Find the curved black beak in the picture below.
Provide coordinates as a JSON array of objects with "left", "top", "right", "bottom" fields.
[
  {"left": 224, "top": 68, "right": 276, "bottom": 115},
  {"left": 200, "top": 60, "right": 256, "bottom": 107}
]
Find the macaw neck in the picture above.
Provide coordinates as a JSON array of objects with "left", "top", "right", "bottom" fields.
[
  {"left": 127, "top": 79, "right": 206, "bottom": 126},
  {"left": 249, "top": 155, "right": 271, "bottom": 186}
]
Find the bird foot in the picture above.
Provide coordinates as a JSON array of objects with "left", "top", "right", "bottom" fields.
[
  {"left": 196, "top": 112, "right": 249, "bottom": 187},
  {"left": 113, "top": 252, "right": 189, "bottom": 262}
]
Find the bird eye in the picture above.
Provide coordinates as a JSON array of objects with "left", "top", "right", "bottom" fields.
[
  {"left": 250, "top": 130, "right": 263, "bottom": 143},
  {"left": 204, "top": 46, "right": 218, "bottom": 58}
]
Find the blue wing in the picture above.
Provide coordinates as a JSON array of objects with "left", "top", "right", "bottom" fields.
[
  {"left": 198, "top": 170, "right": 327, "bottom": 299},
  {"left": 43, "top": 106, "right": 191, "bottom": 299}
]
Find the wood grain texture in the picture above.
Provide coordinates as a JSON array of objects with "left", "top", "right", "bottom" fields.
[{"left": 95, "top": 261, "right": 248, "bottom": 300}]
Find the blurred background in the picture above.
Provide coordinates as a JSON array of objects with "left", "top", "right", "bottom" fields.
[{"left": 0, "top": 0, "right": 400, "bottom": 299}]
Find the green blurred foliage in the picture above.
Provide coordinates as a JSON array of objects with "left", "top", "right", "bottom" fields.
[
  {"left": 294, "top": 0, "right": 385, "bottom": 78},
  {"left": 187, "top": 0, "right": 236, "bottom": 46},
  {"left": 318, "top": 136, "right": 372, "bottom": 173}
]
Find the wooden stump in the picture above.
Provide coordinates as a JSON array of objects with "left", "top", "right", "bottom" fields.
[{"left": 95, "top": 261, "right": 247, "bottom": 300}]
※
### Prompt
Could you give again every line, requests included, starting at the line that has "Find the blue wing in the picture above." and stopping after the last of the rows? In the answers, scale each bounding-box coordinate by 1.95 and round it to a whole number, with halves rounding up.

### Response for this exercise
Find the blue wing in the picture above.
Provide coordinates as a JSON array of objects with "left", "top", "right", "bottom" fields.
[
  {"left": 386, "top": 332, "right": 638, "bottom": 583},
  {"left": 84, "top": 207, "right": 372, "bottom": 583}
]
Find the wood grain texture in the picture above.
Provide coordinates as a JSON array of objects with "left", "top", "right", "bottom" fields.
[{"left": 185, "top": 509, "right": 484, "bottom": 585}]
Find the blurred background in the picture above.
Provide coordinates as a JSON array of objects with "left", "top", "right", "bottom" fields.
[{"left": 0, "top": 0, "right": 780, "bottom": 583}]
Find the green blurred foliage in the picture above.
Provide coordinates as a JSON array of objects with "left", "top", "right", "bottom" fields.
[
  {"left": 573, "top": 0, "right": 751, "bottom": 152},
  {"left": 365, "top": 0, "right": 460, "bottom": 90},
  {"left": 620, "top": 265, "right": 725, "bottom": 337}
]
Find the wooden stump in the picture above.
Provide coordinates as a JSON array of objects with "left", "top", "right", "bottom" fields.
[{"left": 185, "top": 509, "right": 482, "bottom": 585}]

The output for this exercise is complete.